Written problem>
Your task is to reproduce exactly the lines from the line with "Objective — one point per instance of the orange" through the end of the records below.

Provided information>
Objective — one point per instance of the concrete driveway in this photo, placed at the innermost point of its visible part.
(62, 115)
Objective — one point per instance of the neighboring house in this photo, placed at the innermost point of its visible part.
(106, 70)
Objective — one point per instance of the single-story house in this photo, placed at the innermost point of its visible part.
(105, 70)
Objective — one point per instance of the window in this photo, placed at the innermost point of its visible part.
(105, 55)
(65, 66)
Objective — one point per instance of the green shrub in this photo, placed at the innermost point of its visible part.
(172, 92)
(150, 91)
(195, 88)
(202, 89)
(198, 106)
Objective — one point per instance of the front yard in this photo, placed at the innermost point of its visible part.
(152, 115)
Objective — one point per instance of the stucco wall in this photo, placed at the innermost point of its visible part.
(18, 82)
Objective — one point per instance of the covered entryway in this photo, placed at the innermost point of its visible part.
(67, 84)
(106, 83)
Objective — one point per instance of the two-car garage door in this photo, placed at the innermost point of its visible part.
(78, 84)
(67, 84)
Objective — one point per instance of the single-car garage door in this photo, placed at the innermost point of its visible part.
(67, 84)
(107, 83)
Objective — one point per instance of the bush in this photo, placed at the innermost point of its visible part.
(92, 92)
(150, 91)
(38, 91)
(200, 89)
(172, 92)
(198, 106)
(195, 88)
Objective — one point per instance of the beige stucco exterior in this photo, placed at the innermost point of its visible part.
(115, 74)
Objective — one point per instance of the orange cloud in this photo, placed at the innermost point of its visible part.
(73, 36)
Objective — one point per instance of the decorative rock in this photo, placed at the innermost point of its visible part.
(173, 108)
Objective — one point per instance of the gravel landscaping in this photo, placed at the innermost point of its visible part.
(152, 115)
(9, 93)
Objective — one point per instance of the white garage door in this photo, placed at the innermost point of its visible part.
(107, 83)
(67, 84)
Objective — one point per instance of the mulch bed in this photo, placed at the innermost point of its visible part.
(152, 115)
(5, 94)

Task output>
Objective — one point per instance of the orange cloud in this photo, placed at the innermost point of its visible part.
(73, 36)
Objective — one point per instance of the decorative rock in this photo, placed at the innermost point of its visible part.
(173, 108)
Objective — one point per instance of the gravel landscaping in this photo, placed at the innermost point of its visible part.
(152, 115)
(9, 93)
Objective — one point per instance of the white garage door in this photo, placed at the innermost point of its visible part.
(107, 83)
(67, 84)
Objective — one point per instance of the mulch bed in this photo, placed at the innermost point of its visible part.
(152, 115)
(5, 94)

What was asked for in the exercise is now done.